Lay out the records from the line with "Tag each instance of the motorcycle seat" up to and including the line with "<point>658,383</point>" as a two-column CSV with the headers text and answer. Give one row per record, put each field in quotation marks with any line breaks replaced by spaces, and include no other records.

'''

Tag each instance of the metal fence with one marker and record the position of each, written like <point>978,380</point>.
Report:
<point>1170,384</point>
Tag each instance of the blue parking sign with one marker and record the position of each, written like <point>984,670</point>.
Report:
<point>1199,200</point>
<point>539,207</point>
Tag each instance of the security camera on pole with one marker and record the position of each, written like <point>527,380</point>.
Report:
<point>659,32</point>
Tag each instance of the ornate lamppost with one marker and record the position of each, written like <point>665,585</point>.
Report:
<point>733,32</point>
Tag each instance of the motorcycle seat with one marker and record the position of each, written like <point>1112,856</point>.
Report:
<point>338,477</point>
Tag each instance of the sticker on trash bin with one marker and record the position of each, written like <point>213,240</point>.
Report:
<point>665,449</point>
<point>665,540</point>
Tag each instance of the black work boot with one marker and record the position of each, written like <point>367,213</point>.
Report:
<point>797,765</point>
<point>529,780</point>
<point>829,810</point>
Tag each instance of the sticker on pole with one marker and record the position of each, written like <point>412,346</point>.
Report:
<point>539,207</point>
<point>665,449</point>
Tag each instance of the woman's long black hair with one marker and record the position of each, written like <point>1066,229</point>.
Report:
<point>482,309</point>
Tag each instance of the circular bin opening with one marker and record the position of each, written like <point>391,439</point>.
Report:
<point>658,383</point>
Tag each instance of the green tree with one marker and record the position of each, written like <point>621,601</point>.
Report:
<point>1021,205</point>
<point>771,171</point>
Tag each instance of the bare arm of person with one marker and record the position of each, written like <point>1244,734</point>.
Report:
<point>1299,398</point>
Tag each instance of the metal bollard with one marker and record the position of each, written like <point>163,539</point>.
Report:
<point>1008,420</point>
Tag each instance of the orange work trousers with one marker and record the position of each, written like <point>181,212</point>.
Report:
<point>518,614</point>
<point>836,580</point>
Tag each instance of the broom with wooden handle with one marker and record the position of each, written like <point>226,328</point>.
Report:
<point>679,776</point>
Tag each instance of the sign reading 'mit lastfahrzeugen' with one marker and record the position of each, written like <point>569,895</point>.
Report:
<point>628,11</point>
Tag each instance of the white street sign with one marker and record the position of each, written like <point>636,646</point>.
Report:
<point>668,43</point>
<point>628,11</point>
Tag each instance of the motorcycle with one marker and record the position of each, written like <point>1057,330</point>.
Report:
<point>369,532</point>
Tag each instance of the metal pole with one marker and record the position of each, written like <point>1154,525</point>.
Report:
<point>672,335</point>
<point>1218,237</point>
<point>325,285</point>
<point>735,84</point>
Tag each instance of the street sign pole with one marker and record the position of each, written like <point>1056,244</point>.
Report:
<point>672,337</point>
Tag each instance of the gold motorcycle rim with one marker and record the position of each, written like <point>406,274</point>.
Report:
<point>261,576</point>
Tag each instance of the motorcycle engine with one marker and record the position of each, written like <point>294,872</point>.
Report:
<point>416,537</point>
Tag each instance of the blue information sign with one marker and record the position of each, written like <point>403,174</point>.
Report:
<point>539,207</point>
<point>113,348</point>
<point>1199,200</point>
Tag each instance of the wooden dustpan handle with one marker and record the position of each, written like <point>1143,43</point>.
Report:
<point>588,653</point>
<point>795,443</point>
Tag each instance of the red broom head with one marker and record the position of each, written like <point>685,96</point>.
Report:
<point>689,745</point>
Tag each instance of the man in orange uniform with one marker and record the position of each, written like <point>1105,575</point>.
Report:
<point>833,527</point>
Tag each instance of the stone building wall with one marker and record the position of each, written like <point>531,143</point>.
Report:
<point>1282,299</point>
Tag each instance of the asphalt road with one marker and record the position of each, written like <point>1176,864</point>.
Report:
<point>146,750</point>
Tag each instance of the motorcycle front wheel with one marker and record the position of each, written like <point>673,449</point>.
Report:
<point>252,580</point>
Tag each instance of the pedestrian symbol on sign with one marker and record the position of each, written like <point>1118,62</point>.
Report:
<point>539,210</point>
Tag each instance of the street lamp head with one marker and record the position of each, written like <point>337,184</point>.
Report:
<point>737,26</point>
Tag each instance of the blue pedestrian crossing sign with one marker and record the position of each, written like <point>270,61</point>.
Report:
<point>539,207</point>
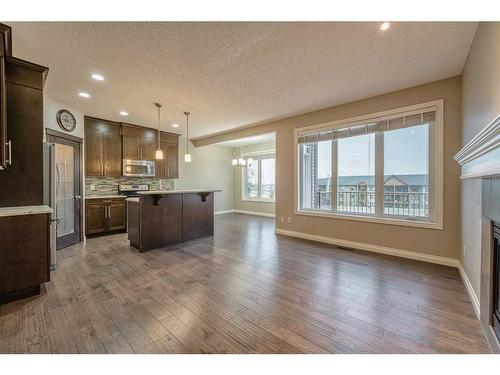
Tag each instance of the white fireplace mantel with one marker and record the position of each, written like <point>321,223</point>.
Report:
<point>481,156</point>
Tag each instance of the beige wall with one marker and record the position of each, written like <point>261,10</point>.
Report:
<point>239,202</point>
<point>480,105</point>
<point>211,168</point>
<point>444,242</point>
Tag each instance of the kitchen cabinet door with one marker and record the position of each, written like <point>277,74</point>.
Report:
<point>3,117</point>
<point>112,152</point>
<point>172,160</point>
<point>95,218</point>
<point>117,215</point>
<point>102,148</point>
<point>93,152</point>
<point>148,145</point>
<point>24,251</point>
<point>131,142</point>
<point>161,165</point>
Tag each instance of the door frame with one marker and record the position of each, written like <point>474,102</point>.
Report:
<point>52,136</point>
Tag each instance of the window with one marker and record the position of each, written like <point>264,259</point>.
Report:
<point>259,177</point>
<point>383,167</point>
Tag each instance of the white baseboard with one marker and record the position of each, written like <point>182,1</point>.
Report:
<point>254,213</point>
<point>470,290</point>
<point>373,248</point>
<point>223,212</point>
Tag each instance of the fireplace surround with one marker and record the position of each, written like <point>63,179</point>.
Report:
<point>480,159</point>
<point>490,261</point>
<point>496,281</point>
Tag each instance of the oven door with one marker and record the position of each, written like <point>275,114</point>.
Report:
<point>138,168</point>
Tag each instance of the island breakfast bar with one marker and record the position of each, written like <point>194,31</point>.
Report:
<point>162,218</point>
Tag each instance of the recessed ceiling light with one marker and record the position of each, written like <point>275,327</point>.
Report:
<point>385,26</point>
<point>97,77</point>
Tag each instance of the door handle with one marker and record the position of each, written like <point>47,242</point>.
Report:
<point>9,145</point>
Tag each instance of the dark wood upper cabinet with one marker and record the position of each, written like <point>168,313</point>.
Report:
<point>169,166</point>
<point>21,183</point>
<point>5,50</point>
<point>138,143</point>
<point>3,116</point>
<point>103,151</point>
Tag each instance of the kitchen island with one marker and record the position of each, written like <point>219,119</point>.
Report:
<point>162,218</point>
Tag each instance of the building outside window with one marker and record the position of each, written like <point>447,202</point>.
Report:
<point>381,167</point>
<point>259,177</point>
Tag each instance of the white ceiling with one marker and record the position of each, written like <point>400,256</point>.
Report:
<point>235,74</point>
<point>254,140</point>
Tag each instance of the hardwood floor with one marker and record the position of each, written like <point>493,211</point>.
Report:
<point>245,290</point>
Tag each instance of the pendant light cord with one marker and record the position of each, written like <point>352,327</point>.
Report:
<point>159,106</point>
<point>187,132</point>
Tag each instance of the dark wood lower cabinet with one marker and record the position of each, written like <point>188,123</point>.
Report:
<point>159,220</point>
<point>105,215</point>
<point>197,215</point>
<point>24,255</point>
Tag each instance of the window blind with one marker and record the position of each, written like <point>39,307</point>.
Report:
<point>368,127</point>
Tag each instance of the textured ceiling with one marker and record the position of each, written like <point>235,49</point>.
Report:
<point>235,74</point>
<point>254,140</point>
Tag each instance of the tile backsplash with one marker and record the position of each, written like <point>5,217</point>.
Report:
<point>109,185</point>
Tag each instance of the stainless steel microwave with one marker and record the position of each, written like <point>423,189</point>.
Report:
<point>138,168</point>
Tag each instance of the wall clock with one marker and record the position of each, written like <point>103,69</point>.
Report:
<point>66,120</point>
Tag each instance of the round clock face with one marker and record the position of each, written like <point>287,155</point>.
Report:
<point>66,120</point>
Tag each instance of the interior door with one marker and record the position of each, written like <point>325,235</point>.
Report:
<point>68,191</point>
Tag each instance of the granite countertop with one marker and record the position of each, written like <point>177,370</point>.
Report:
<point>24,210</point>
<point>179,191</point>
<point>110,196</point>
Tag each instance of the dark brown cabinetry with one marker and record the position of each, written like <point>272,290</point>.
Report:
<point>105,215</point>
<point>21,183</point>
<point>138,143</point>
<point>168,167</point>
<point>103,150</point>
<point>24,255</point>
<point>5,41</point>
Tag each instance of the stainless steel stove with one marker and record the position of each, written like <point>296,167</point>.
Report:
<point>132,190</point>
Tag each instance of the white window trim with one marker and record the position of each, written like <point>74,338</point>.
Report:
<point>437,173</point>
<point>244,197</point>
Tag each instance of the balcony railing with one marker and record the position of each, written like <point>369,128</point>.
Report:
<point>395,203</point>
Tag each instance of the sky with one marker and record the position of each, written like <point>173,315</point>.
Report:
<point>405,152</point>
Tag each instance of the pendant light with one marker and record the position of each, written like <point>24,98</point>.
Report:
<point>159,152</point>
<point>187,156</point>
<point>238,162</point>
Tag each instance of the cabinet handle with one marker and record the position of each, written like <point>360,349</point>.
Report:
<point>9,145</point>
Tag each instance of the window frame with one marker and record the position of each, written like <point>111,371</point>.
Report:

'''

EXERCISE SOLUTION:
text,answer
"Tag each instance of the motorcycle seat with one marker and record the position of each, written like <point>1112,856</point>. Report:","<point>338,477</point>"
"Tag each instance of the sticker on trash bin with one marker and record the position of each, written like <point>213,240</point>. Report:","<point>665,449</point> <point>665,540</point>"
"Tag each instance of the black work boot with one marker and record the position of each, written like <point>367,213</point>. Report:","<point>797,765</point> <point>529,780</point> <point>829,810</point>"
"Tag each instance of the sticker on pole with one marker and record the position of each, written like <point>412,346</point>. Report:","<point>539,207</point> <point>665,449</point>"
"Tag each instance of the woman's long black hair with one marker and record the position of each, written like <point>1066,229</point>. Report:","<point>482,309</point>"
"Tag each instance of the circular bin opening with one marker and record the position of each, written like <point>391,439</point>. Report:","<point>658,383</point>"